Required task:
Please count the lines in the material below that contain the word "beige" and reply with only that number.

Data provided:
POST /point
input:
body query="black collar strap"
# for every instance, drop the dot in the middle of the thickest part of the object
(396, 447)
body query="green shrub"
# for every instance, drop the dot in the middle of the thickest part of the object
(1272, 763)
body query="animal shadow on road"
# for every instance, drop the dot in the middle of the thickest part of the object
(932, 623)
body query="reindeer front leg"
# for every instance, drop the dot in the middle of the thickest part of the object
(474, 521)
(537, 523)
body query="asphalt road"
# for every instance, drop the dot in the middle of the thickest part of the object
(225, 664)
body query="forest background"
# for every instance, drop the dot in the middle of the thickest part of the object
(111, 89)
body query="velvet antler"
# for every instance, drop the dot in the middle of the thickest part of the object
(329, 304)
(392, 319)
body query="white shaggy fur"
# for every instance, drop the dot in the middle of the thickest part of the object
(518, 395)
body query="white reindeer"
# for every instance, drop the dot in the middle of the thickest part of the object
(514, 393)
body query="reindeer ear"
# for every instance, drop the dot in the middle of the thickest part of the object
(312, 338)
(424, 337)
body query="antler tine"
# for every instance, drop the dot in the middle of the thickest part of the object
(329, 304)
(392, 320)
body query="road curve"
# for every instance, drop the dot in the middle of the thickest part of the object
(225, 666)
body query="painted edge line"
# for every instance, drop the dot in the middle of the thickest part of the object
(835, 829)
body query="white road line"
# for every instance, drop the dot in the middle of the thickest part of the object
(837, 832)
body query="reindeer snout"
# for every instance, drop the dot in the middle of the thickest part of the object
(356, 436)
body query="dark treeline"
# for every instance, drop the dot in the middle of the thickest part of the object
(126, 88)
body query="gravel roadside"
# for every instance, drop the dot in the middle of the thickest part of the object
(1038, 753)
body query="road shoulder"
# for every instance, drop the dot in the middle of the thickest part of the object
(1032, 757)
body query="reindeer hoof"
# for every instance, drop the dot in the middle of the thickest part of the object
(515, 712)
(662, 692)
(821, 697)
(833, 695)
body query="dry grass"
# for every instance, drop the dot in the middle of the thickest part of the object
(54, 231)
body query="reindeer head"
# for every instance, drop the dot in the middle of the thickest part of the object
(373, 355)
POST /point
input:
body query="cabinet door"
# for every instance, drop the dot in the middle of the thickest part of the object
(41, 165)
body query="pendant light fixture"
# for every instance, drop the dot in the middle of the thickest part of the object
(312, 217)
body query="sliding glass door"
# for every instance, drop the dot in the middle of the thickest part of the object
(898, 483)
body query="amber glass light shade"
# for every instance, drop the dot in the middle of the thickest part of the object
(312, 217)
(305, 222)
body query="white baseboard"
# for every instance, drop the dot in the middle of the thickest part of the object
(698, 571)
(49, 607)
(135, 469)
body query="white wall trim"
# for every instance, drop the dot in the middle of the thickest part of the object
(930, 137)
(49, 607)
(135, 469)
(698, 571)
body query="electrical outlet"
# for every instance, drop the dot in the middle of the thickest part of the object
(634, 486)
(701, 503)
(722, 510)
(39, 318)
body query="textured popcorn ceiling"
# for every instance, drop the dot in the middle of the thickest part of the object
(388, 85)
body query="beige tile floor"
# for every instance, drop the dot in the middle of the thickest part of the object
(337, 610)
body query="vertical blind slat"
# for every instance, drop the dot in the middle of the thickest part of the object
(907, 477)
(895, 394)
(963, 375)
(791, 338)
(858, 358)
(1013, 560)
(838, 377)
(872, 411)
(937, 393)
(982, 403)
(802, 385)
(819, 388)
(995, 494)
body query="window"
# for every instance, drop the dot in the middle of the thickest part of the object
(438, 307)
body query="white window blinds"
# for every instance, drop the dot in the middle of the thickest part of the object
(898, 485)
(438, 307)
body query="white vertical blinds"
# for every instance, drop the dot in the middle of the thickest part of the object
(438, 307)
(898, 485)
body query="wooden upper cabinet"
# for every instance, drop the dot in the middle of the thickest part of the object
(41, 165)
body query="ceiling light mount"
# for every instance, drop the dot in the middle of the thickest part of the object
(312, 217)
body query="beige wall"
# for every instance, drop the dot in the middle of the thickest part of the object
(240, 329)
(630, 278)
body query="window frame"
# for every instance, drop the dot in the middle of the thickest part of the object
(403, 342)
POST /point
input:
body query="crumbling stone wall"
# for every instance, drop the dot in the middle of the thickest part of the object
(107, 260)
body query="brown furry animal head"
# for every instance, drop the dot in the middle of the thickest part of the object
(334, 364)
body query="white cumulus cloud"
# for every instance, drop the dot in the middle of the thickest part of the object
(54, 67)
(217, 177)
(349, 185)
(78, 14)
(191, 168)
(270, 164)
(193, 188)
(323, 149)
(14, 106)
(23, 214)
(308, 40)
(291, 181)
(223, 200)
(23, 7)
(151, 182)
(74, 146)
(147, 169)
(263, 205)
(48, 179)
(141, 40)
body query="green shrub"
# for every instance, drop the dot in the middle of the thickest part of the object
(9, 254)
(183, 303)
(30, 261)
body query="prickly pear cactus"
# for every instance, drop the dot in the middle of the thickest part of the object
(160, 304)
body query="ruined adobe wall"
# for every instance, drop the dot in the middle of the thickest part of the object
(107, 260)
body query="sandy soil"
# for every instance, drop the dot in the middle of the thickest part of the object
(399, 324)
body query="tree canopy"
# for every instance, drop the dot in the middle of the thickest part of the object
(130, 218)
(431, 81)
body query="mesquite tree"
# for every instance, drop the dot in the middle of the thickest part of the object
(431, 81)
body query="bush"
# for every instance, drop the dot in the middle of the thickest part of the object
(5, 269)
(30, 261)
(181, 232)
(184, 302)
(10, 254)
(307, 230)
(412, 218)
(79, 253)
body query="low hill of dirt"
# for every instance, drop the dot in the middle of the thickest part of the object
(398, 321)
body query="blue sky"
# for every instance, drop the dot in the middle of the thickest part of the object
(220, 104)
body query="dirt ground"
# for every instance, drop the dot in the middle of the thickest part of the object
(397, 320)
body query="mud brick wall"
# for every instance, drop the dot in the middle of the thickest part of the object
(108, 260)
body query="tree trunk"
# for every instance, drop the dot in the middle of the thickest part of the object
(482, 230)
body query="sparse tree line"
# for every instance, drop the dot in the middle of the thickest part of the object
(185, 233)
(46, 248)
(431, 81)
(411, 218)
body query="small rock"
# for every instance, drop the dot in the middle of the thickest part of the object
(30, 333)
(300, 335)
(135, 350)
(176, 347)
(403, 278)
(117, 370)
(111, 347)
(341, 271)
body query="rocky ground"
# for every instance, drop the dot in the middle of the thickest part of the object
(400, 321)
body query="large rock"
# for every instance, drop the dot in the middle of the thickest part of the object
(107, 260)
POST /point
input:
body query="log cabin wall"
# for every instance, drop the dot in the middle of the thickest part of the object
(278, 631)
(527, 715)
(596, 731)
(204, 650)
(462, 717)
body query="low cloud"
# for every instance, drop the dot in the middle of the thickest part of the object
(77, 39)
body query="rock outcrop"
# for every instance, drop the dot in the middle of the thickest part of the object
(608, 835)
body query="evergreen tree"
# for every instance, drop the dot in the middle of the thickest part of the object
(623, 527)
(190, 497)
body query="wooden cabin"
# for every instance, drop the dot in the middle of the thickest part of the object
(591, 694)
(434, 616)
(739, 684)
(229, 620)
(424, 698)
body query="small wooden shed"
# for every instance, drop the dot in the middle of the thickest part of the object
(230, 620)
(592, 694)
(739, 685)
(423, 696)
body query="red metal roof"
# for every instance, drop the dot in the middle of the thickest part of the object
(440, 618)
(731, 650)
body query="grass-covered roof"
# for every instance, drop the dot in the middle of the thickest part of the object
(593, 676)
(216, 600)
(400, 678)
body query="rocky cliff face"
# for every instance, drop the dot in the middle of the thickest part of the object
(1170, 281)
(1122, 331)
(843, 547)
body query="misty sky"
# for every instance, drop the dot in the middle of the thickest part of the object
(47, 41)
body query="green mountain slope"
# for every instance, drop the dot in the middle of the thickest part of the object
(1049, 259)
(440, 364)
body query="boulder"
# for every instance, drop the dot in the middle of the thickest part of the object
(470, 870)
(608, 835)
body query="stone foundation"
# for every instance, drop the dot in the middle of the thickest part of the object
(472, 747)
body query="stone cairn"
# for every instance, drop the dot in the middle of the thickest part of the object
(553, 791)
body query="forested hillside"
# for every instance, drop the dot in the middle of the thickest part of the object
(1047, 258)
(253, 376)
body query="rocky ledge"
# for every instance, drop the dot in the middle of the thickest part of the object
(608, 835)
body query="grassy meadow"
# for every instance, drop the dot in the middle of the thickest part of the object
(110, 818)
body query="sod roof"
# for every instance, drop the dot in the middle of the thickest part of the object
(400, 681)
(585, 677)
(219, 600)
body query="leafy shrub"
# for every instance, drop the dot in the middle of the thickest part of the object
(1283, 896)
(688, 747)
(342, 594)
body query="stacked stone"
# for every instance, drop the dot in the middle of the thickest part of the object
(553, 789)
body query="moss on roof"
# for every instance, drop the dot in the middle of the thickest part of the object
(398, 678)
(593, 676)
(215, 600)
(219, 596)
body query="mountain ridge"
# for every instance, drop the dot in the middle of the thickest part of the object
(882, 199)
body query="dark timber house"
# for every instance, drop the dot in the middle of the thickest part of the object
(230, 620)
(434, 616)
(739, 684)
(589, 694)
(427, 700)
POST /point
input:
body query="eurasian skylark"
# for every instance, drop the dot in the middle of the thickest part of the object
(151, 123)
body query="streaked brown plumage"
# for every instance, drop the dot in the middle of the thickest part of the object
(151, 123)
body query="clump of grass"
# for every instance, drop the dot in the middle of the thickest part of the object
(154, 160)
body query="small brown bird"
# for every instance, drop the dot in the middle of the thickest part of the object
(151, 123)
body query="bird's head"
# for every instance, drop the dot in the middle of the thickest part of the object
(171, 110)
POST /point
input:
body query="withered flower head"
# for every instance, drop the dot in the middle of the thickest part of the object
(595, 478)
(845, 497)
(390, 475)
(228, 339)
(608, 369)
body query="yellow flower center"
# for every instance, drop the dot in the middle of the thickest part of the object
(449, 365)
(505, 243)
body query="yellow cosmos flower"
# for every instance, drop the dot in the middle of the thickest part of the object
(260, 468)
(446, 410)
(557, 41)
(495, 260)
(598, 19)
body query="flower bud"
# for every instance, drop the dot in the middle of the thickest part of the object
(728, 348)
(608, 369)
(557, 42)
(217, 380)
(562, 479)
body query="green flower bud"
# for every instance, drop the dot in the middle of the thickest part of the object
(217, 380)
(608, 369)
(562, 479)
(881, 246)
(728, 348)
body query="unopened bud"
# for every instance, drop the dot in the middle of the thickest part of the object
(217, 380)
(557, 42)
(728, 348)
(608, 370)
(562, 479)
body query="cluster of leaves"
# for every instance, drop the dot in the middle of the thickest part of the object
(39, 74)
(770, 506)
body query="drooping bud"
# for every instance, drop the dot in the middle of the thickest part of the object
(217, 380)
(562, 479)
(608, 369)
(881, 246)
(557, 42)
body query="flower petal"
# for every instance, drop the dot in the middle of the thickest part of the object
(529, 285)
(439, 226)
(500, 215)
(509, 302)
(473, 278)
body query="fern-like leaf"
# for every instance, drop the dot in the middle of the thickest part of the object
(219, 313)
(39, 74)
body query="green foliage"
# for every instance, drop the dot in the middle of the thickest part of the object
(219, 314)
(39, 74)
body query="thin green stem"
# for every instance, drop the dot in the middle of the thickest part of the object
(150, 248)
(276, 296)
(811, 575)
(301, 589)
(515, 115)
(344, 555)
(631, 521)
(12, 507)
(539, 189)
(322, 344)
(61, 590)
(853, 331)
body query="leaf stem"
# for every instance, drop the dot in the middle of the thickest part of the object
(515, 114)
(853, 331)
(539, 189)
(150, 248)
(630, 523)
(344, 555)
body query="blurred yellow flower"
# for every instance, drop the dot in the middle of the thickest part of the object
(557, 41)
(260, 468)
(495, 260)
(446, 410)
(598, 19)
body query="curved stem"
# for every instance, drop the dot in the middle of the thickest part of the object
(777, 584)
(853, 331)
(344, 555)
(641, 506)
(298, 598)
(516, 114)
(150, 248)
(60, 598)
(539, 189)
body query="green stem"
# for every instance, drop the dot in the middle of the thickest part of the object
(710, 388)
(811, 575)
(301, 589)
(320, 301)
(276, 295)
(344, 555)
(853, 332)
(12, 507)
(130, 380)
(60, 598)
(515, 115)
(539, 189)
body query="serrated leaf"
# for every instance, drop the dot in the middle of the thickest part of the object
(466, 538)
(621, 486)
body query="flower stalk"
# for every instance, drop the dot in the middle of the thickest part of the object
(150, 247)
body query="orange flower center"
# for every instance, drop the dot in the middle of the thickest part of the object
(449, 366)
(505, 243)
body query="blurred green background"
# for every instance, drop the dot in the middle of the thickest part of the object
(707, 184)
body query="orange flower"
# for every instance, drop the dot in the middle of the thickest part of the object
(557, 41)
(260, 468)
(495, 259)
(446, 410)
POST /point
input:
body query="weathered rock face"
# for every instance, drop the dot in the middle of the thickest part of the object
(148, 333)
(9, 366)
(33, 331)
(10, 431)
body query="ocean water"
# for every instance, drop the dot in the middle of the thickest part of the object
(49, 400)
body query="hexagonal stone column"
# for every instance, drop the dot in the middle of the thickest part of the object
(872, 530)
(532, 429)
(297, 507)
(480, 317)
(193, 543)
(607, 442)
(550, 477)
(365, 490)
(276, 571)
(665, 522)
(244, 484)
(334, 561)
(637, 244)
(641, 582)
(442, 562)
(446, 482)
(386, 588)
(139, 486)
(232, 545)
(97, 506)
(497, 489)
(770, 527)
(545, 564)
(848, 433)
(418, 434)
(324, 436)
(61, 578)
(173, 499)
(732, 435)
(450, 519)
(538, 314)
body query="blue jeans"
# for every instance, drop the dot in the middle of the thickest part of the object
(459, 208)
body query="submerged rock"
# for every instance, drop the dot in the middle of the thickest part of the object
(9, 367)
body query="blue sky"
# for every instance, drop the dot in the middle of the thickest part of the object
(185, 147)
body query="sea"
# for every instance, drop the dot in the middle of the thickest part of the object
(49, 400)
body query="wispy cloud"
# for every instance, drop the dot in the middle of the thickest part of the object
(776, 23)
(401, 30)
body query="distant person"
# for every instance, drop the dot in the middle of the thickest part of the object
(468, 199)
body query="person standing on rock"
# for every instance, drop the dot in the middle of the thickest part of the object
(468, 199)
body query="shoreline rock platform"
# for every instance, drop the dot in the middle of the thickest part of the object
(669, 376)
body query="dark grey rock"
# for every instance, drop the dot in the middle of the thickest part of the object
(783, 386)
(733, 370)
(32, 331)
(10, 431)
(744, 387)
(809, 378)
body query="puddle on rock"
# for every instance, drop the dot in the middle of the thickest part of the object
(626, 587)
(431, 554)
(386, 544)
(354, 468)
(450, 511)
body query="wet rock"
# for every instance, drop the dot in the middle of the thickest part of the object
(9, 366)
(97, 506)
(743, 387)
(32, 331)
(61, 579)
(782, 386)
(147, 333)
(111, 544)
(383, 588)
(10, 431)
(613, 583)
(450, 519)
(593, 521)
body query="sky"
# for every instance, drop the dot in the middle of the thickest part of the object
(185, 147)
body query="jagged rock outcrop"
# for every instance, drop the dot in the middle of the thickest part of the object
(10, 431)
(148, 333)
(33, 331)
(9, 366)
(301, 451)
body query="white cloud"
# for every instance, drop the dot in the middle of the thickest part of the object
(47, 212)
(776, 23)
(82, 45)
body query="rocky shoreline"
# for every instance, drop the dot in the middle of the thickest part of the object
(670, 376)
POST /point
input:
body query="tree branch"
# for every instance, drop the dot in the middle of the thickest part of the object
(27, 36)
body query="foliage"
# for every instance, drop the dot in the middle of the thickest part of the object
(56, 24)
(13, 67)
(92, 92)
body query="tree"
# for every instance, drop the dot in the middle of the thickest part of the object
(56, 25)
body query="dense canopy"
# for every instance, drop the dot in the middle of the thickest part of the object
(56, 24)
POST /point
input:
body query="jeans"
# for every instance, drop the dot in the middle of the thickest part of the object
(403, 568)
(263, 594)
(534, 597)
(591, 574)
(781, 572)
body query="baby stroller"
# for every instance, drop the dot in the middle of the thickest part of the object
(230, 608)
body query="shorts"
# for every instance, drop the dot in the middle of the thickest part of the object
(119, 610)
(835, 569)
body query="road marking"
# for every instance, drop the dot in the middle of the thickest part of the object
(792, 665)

Expected output:
2